BEGIN TEXT

We would like to extend our thanks to everyone who has prayed for MiL’s health and recovery. We feel extremely blessed to have such a far-flung prayer net, and we are humbled by the support and outpouring. May God richly bless every one of you.
Update:
From TMBWitW’s e-mail –
Well, this one is going to be very hard to write. Yesterday was a very difficult day for the family, as many decisions had to be made that no one was ready to make.
Praise the Lord – I got to see my mom, I talked to her, and she squeezed my hand. She has an oxygen mask but no other tubes or wires except for pain and food supplement. I thought this was a good sign, as did my sister (because that is what she wanted to see).
There was a meeting between the doctor, A, my mom’s husband, and my twin sister M. Well, part way through the meeting my twin sister left the room. The doctor says my mom has conservatively 6 months to live.
My mom has Stage 4 cancer – this is considered to be the type that is ‘terminal and spreading too quickly to fix’. My older sister, A, as well as my mom’s husband were forced to make some decisions yesterday that were not easy. Given that mom is in stage 4, surgery is not an option – it would hold no positive results for her. Normally speaking, they do not even offer chemo to stage 4 people. It adds more pain and discomfort to their physical well being and does not provide any long-term improvement.
My cousin told me that in reality the doctor says the only thing that has kept my mom alive thus far is her very strong heart. The stroke left more damage than they originally realized, and even if she had no cancer, her quality of life as a stroke survivor would be to live out the rest of her days in a hospital bed. My sister A says mom would not want that. So, the decision made was to move mom from Vegas to Kingman to hospice, where she will be made comfortable until she passes. She will be given pain medication, and will not be resuscitated if she does not make the drive from Vegas to Kingman.
As of 9am today, the Social Worker was at the Vegas hospital waiting for A to arrive, so that the hospice could be chosen, and the process to begin for movement of mom to Kingman.

END TEXT
BEGIN RECORD SET

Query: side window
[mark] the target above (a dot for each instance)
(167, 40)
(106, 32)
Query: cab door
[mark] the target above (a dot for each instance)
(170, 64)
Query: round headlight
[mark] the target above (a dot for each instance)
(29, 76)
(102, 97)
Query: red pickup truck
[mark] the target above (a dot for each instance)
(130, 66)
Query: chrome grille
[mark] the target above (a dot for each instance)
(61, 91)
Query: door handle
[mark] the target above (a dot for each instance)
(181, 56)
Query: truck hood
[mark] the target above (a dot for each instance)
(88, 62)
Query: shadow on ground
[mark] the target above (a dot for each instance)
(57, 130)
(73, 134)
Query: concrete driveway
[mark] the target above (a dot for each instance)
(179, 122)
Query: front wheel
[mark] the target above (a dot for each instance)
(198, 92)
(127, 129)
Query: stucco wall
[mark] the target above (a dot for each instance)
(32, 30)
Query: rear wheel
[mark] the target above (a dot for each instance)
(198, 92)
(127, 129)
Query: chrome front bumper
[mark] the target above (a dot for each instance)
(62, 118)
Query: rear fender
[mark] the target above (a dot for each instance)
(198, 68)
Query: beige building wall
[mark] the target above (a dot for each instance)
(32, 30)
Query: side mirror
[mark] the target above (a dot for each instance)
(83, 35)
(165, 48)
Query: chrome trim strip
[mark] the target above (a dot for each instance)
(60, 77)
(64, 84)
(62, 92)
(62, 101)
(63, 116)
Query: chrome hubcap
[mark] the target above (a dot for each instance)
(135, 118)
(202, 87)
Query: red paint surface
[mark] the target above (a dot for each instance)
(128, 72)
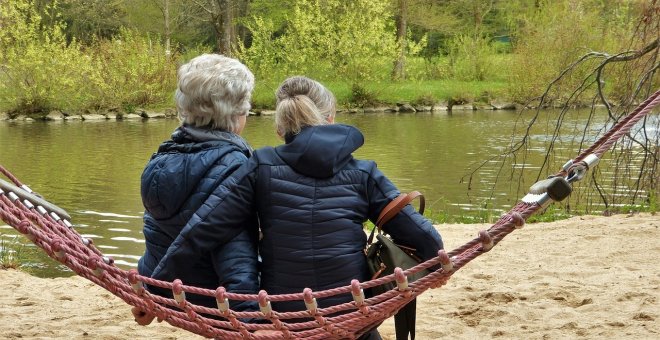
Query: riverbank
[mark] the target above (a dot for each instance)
(592, 277)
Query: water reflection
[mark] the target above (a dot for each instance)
(93, 170)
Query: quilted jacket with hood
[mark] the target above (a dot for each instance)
(175, 183)
(312, 198)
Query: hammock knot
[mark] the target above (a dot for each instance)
(264, 304)
(221, 300)
(401, 281)
(93, 264)
(445, 261)
(517, 219)
(137, 286)
(57, 249)
(177, 291)
(24, 227)
(310, 301)
(358, 296)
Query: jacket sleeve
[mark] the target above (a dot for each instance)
(225, 214)
(408, 228)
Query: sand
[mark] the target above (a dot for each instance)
(586, 277)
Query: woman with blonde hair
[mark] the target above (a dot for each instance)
(312, 198)
(212, 100)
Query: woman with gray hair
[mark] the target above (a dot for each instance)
(213, 100)
(312, 198)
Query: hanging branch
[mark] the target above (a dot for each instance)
(644, 59)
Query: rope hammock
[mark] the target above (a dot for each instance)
(49, 227)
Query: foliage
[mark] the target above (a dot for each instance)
(362, 97)
(137, 71)
(469, 57)
(549, 39)
(41, 71)
(325, 39)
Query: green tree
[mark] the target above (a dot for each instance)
(351, 40)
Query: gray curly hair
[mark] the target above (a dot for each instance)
(213, 91)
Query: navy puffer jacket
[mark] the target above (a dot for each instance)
(312, 198)
(175, 183)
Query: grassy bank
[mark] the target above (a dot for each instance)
(386, 93)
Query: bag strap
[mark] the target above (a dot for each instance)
(394, 207)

END RECORD SET

§ WHAT IS REQUIRED: Extend the family update about the mother's illness, beginning right after its final sentence.

§ RESPONSE AREA:
This is the hardest part – as some, if not, all of you know, I NEEDED to see my mom, to put closure to our past. I told her I loved her, I told her I forgave her, I told her Jesus is with her, and I talked to her about the good times when we lived at Granny’s house. She cried so I KNOW she knew I was there. I held her hand a long time, and just talked to her. Cary and I prayed over here, for peace, for God to receive her and let her know she was loved. I reminded her that my giving heart was a gift from her. She has ALWAYS put others in front of herself – the last 18 years she has devoted to helping A with her kids anytime, anywhere. She was a very obedient wife, and had an adopted grand-daughter (Shannon, as some of you may know) that she adored. Her name is Grace, and I think very appropriately so. The woman I remember from my childhood, before (her husband), was a woman filled with grace and filled with love. This is WHO I will never forget. I told her how much I had missed her being in my life, and that God had filled my life with such blessing that I wanted the same for her. I told her that all three of her girls were there with her, and I know this made her happy.
As for her actual passing, my cousin J says the doctor in reality believes it will be less than 5 days. All of the arrangements have been made; and her final earthly resting place will be in Rockfield, Illinois at a military arsenal crypt. (her husband was in the military)
I want to thank you ALL for any prayers, emails, calls, or thoughts you may have sent to me and my family. They are deeply appreciated. Please continue to pray for my un-saved family members who want to hang on to mom, and not let her find peace in going home.
Love to you all,
In case you didn’t pick up on it, TMBWitW’s mother had married this guy when TMBWitW and her twin were seven. They did not approve of the marriage, but they were only seven, so no one listened to them. I will post more as I know it.